What needs to be done> So that the copy matches the original, write out every entry exactly.

-------- Listed records --------

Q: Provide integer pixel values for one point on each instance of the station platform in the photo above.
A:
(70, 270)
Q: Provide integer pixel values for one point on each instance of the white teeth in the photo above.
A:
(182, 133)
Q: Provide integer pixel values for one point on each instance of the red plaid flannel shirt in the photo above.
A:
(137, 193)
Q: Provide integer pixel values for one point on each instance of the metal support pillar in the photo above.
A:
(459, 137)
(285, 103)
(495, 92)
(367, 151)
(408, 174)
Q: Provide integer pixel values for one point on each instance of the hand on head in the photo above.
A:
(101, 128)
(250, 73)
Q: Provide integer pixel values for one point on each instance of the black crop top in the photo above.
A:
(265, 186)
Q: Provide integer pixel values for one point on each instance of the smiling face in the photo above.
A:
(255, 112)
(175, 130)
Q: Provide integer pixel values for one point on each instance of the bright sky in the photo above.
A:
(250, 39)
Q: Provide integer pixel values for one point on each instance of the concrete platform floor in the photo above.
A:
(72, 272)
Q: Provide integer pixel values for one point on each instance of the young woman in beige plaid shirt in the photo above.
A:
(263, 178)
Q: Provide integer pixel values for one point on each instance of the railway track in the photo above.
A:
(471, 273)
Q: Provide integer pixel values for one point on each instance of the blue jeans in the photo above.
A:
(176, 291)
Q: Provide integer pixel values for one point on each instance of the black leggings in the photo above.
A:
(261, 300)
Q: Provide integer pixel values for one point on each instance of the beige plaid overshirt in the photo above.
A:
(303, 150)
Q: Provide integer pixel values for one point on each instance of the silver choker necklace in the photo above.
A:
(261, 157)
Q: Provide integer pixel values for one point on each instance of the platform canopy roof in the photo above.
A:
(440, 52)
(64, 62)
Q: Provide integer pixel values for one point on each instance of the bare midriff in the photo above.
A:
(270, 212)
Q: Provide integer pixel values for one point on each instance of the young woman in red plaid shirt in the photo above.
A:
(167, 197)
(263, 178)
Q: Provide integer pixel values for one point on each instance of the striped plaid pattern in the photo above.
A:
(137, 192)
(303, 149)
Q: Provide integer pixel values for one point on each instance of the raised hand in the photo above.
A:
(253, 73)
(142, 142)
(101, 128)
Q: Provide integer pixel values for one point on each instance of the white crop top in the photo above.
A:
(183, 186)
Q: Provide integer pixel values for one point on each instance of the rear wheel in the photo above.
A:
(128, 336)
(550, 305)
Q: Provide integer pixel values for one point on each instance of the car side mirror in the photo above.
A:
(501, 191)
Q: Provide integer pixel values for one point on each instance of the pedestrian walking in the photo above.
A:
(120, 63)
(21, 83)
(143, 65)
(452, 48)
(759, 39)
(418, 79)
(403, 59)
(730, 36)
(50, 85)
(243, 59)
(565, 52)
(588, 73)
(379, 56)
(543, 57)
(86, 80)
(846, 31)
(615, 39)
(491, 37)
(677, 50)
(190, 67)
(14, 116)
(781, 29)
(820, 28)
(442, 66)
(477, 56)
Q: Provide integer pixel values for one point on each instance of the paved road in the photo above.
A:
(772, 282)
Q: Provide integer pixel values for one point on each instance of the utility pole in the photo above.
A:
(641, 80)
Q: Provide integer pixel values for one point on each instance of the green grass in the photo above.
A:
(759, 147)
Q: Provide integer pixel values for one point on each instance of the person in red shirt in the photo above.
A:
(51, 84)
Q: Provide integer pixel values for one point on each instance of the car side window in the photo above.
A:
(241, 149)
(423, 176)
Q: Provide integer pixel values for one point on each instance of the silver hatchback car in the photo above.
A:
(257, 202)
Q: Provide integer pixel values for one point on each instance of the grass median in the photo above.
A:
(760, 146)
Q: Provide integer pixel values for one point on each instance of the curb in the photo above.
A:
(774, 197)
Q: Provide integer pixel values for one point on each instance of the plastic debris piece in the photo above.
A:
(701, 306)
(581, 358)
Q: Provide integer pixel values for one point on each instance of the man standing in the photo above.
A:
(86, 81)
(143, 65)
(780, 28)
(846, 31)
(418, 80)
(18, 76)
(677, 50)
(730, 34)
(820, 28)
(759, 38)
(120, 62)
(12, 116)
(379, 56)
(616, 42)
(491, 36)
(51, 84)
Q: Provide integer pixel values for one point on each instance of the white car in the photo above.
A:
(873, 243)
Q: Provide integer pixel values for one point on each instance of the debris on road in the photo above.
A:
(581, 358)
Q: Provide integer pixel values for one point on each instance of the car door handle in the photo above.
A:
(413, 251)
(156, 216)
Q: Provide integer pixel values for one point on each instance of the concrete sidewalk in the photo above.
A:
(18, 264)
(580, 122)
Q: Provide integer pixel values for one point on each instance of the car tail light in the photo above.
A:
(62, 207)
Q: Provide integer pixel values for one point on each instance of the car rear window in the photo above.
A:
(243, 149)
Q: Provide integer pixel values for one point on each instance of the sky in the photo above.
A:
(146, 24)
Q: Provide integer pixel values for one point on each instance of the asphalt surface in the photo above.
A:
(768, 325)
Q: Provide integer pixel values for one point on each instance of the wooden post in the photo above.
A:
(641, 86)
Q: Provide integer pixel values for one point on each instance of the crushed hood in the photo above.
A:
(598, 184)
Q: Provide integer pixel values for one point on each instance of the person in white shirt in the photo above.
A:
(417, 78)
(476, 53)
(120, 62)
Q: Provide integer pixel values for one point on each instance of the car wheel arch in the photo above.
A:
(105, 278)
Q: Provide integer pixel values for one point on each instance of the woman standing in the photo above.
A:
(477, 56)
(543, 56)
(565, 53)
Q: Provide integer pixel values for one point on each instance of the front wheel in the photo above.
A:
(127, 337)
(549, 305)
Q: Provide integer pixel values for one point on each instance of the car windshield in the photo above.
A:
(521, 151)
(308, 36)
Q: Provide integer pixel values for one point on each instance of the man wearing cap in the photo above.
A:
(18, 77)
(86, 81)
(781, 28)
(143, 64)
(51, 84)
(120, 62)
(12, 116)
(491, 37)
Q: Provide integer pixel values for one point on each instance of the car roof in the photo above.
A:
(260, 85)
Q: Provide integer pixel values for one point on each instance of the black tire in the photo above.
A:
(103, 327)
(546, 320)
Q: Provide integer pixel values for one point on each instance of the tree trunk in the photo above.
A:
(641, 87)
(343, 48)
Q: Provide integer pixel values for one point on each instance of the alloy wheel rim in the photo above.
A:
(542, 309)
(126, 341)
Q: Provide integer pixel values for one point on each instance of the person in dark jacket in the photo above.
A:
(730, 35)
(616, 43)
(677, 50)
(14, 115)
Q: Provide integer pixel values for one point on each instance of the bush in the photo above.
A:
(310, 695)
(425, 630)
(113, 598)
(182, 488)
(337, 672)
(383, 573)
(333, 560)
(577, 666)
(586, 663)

--------

Reply>
Q: Provide integer pixel values for one point on each instance of the station platform in the photo above.
A:
(70, 270)
Q: Provide integer pixel values for one point on each instance of the white teeth in the photo above.
A:
(182, 133)
Q: Provide integer pixel values for one point on each instance of the red plaid flannel shirt in the photo above.
A:
(137, 193)
Q: Provide integer pixel values for one point on each instance of the metal support pillar in the photo above.
A:
(459, 137)
(285, 103)
(495, 92)
(367, 151)
(408, 174)
Q: Provide integer pixel values for one point on each instance of the hand on head in the photo above.
A:
(101, 128)
(250, 73)
Q: Provide integer pixel values for one point on each instance of the black crop top in the photo above.
A:
(265, 186)
Q: Provide integer pixel values for one point on each instance of the smiling face in the photo above.
A:
(255, 112)
(175, 130)
Q: Provide integer pixel values for one point on each instance of the bright sky in the photo above.
A:
(250, 39)
Q: Provide integer pixel values for one point on each instance of the concrete platform floor in the photo above.
A:
(72, 272)
Q: Provide integer pixel values for one point on each instance of the young woman in beige plaid shirt in the photo above.
A:
(263, 178)
Q: Provide integer pixel values for one point on each instance of the railway track in the photo above.
A:
(471, 273)
Q: Provide integer pixel values for one point on each instance of the blue jeans in the photo above.
A:
(176, 291)
Q: Provide integer pixel values for one point on each instance of the black leggings in the photo above.
A:
(261, 300)
Q: Provide integer pixel values for one point on each instance of the beige plaid overshirt in the photo above.
A:
(303, 150)
Q: Provide integer pixel values for one point on each instance of the silver choker necklace in the photo above.
A:
(261, 157)
Q: Provide integer pixel values for one point on each instance of the platform canopy roof in the photo above.
A:
(440, 52)
(64, 62)
Q: Provide integer pixel values for one point on each instance of the bare midriff in the photo above.
A:
(270, 212)
Q: Provide integer pixel values for one point on each instance of the young woman in red plaid shirt in the photo above.
A:
(167, 197)
(263, 178)
Q: Provide integer pixel values for one point on each instance of the striped plaid pattern in the photo above.
A:
(137, 192)
(303, 149)
Q: Provide integer pixel values for one point on each instance of the raised hand in the photo above.
A:
(253, 73)
(142, 142)
(101, 128)
Q: Provide integer pixel values for one point on each instance of the white crop top in the photo above.
A:
(183, 186)
Q: Provide integer pixel values for one point on each instance of the rear wheel in the photo above.
A:
(128, 336)
(550, 305)
Q: Provide integer pixel values for one point on each instance of the car side mirror in the photo above.
A:
(501, 191)
Q: Provide integer pixel values for one point on each instance of the pedestrian walking in the photo above.
A:
(120, 63)
(21, 83)
(143, 65)
(452, 48)
(759, 39)
(418, 79)
(403, 59)
(730, 36)
(50, 85)
(243, 59)
(565, 52)
(588, 73)
(379, 56)
(543, 57)
(86, 80)
(846, 31)
(615, 39)
(491, 37)
(677, 50)
(190, 67)
(14, 116)
(781, 29)
(820, 28)
(442, 66)
(477, 56)
Q: Provide integer pixel values for one point on each instance of the paved road in the photo above.
A:
(772, 282)
Q: Provide integer pixel values for one point on each instance of the utility pole in the photo above.
A:
(641, 80)
Q: Provide integer pixel values for one point on each instance of the green grass in the photo above.
A:
(759, 147)
Q: Provide integer pixel values for one point on each instance of the person in red shirt in the photo above.
A:
(51, 84)
Q: Provide integer pixel values for one point on each instance of the car side window in the photo above.
A:
(241, 149)
(423, 176)
Q: Provide integer pixel values for one point on each instance of the silver hatchback car in the photo above.
A:
(257, 202)
Q: Provide integer pixel values for one point on each instance of the grass median in the photo above.
A:
(760, 146)
Q: Provide integer pixel values for one point on each instance of the curb in the photo above.
A:
(774, 197)
Q: Provide integer pixel values for one point on each instance of the plastic debris piece in the photo above.
A:
(701, 306)
(581, 358)
Q: Provide integer pixel values for one point on each instance of the man standing in the photo above.
A:
(86, 81)
(143, 65)
(780, 28)
(846, 31)
(418, 80)
(18, 76)
(677, 50)
(730, 34)
(820, 28)
(759, 38)
(120, 62)
(12, 116)
(379, 56)
(616, 42)
(491, 36)
(51, 84)
Q: Provide integer pixel values for one point on each instance of the white car in the photo above.
A:
(873, 243)
Q: Provide integer pixel values for one point on each instance of the debris on road in the photo above.
A:
(581, 358)
Q: Provide integer pixel values for one point on each instance of the car door handle in the photo above.
A:
(413, 251)
(156, 216)
Q: Provide integer pixel values for one point on each instance of the concrete sidewalk in the photo above.
A:
(18, 264)
(580, 122)
Q: Provide integer pixel values for one point on each instance of the car tail light in the photo above.
A:
(62, 207)
Q: Provide integer pixel values for one point on each instance of the car rear window in the photo above.
A:
(243, 149)
Q: Provide integer pixel values for one point on each instance of the sky in the photo above.
A:
(146, 24)
Q: Provide integer pixel values for one point on each instance of the asphalt surface in the photo above.
A:
(768, 325)
Q: Provide integer pixel values for one point on each instance of the wooden post in the photo above.
A:
(641, 86)
Q: Provide integer pixel values for one point on each instance of the crushed hood in the photo above.
A:
(598, 184)
Q: Provide integer pixel values for one point on each instance of the person in white shirt in the photo above.
A:
(417, 78)
(476, 53)
(120, 62)
Q: Provide integer pixel values for one point on each instance of the car wheel arch in the photo above.
A:
(105, 278)
Q: Provide integer pixel values for one point on each instance of the woman standing in the photo above.
A:
(477, 56)
(543, 56)
(565, 53)
Q: Provide integer pixel values for one point on each instance of the front wheel in the photo above.
A:
(127, 337)
(549, 305)
Q: Provide integer pixel values for one point on each instance of the car windshield in the photo above.
A:
(521, 151)
(308, 36)
Q: Provide integer pixel values for one point on each instance of the man wearing cap in the photo above.
A:
(18, 77)
(86, 81)
(781, 28)
(143, 64)
(51, 84)
(120, 62)
(12, 116)
(491, 37)
Q: Provide integer pixel values for one point on each instance of the car roof in the photo above.
A:
(260, 85)
Q: Provide integer pixel values for one point on each instance of the black tire in the photo above.
A:
(103, 327)
(546, 320)
Q: Provide integer pixel values for one point on each instance of the tree trunk in the photo above.
A:
(641, 87)
(343, 48)
Q: Provide integer pixel values for one point on each instance of the alloy wheel rim in the photo above.
A:
(542, 309)
(126, 341)
Q: Provide integer pixel values for one point on each instance of the person in dark jacket in the photo above.
A:
(730, 35)
(616, 43)
(677, 50)
(14, 115)
Q: Provide integer pixel values for one point on each instance of the bush in the photo above.
A:
(310, 695)
(425, 630)
(113, 598)
(182, 488)
(337, 672)
(383, 573)
(333, 560)
(577, 666)
(586, 663)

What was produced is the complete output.